-- Stated goal --
Every record must appear in your copy exactly as written, with no pictures.

- - - - -

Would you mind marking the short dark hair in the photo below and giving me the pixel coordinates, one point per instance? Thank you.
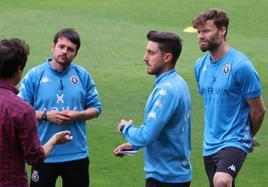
(220, 18)
(70, 34)
(167, 42)
(13, 55)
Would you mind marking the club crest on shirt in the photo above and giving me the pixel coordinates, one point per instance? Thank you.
(226, 68)
(35, 176)
(74, 79)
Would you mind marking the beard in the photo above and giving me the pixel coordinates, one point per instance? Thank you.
(211, 46)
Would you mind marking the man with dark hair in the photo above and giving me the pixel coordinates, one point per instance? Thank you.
(231, 91)
(64, 96)
(165, 132)
(19, 140)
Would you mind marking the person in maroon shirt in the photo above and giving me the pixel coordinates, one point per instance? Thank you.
(19, 141)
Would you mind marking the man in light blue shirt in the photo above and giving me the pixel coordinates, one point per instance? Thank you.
(64, 96)
(165, 133)
(231, 92)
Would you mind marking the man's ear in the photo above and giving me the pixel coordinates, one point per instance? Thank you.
(223, 30)
(52, 47)
(168, 57)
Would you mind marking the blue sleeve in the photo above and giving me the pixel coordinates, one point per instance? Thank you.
(92, 96)
(26, 88)
(248, 79)
(160, 107)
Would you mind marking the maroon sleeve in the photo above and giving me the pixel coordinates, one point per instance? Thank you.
(28, 138)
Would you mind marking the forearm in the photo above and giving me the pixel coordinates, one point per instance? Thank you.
(48, 147)
(256, 121)
(87, 114)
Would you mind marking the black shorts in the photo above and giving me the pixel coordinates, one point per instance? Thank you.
(73, 173)
(150, 182)
(228, 160)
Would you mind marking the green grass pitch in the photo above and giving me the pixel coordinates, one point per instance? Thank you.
(113, 44)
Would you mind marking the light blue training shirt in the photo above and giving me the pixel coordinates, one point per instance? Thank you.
(73, 89)
(225, 85)
(165, 133)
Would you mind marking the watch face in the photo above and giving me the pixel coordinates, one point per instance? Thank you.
(44, 116)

- - - - -

-- Answer to this problem --
Would you mind marking the short dark hair in the photo below and giving me the pixel coordinates, one point per instance? Thank you.
(220, 18)
(70, 34)
(167, 42)
(13, 55)
Would you mind marking the club crest on shirt in the photo above and giving me the pixel coordinates, one point per instance? Thank you.
(226, 68)
(35, 176)
(74, 79)
Would you mind marking the beard in the photo above and giving me the pixel coordinates, one point per instance? Thank you.
(211, 46)
Would you mind marking the man with dark hair in the photo above and giving me the pixel coordinates, one point per instance? Thank you.
(231, 91)
(64, 96)
(165, 132)
(19, 140)
Would you mind marking the person in maroon shirt in the photo above and giving me the pixel coordinates, one point per instance? Thank you.
(19, 141)
Would you mind marking the man in light blue shirt in the photo above and giving me the pixel coordinates, one point per instance? Thank you.
(64, 96)
(165, 133)
(231, 92)
Would you mind marking the man's ear in the photo above and giving me the pixel coordinates, one point per instance? Thank you.
(223, 30)
(52, 47)
(168, 57)
Would you mind marking the blue sleeve in the photo above and giving me the pixel coordinates, one point per instance? Thank you.
(92, 96)
(26, 88)
(248, 79)
(160, 107)
Would you mind marking the maroon sleeve in the photo above and giving me the pixel coordinates, one point per instance? Thank you.
(28, 138)
Would you mind marking the forearm in the photo above and giving me the pixel coordinates, one point per instance? Thank you.
(48, 147)
(256, 121)
(87, 114)
Would you mind marking the black shorts in the photo above and giving me the pixel coordinates, one point per instance? Thank you.
(73, 173)
(150, 182)
(228, 160)
Would you mind marking the green grass pitch in the photo above and giving me the pixel coordinates, one point per instance? Thank you.
(113, 44)
Would you mind marking the light blue training shirt in the photo above and giving me the pixel coordinates, one point per instance? Thank you.
(73, 89)
(225, 85)
(165, 133)
Would you mind marking the watch face in the photo above and giving me the pixel coordinates, one point per instance? Thank you.
(44, 116)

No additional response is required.